Problem 1 –
Render the lines of the entries from the line containing "</instance>" through the end of the entries, inclusive, as a Markdown table with the columns Row and Entry Line, skipping blank lines.

Study text –
==============================

Jacques and Weiss met in pastry school in New York, and Weiss joined Jacques at Breads Bakery after they graduated. “I knew Kelly would do something someday, and I knew I wanted to be a part of it,” Weiss says. It didn’t happen immediately — Weiss moved to California and Jacques moved back to New Orleans, where she had attended college at Tulane — but when Jacques started looking for spaces in New Orleans, Weiss moved to town to join the project.
Ayu, which opened in June 2022, is a sunny corner spot across from Washington Square Park on Frenchmen Street, a part of the city known for its music and nightlife. “We see the space as a little oasis,” Jacques says. “We loved how open the space was and wanted to keep it that way. It’s our version of a live performance, where you can see the bakers at work.” Looking at the abundant pastry cases, these are exceedingly busy bakers. When deciding how to approach their offerings, Jacques says they asked themselves: “We had all these tools in our pocket from our training in New York — laminated dough, sourdough bread, cakes, entremets — but now that we get to drive the ship, what direction do we want to go in?”

==============================

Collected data
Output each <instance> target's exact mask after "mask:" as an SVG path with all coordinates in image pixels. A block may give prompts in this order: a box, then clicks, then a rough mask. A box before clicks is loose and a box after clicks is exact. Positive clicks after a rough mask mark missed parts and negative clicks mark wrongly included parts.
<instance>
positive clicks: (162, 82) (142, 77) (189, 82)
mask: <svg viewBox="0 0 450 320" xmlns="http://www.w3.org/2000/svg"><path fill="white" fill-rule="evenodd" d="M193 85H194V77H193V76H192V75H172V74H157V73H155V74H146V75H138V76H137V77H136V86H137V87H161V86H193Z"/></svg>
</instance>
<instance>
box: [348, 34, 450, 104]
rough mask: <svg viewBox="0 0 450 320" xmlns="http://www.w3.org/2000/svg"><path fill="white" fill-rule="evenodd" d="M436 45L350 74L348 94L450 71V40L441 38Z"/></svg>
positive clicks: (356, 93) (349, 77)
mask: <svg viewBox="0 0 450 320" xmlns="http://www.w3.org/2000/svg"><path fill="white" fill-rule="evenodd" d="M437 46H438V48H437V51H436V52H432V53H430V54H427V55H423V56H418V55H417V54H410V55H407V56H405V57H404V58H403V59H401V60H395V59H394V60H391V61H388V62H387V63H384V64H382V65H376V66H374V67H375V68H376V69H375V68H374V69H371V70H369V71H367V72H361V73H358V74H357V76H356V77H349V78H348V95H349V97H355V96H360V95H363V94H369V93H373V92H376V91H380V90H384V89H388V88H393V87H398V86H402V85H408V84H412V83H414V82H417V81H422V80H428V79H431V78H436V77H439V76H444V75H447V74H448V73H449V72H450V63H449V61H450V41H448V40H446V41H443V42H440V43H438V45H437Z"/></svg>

==============================

Problem 2 –
Using the bakery article, answer:
(a) Where did Jacques and Weiss meet?
(b) In what month and year did Ayu open?
(c) On which street is Ayu located?

Exercise output 1 –
| Row | Entry Line |
|---|---|
| 1 | </instance> |
| 2 | <instance> |
| 3 | box: [348, 34, 450, 104] |
| 4 | rough mask: <svg viewBox="0 0 450 320" xmlns="http://www.w3.org/2000/svg"><path fill="white" fill-rule="evenodd" d="M436 45L350 74L348 94L450 71V40L441 38Z"/></svg> |
| 5 | positive clicks: (356, 93) (349, 77) |
| 6 | mask: <svg viewBox="0 0 450 320" xmlns="http://www.w3.org/2000/svg"><path fill="white" fill-rule="evenodd" d="M437 46H438V48H437V51H436V52H432V53H430V54H427V55H423V56H418V55H417V54H410V55H407V56H405V57H404V58H403V59H401V60H395V59H394V60H391V61H388V62H387V63H384V64H382V65H376V66H374V67H375V68H376V69H375V68H374V69H371V70H369V71H367V72H361V73H358V74H357V76H356V77H349V78H348V95H349V97H355V96H360V95H363V94H369V93H373V92H376V91H380V90H384V89H388V88H393V87H398V86H402V85H408V84H412V83H414V82H417V81H422V80H428V79H431V78H436V77H439V76H444V75H447V74H448V73H449V72H450V63H449V61H450V41H448V40H446V41H443V42H440V43H438V45H437Z"/></svg> |

Exercise output 2 –
(a) In pastry school in New York.
(b) June 2022.
(c) Frenchmen Street.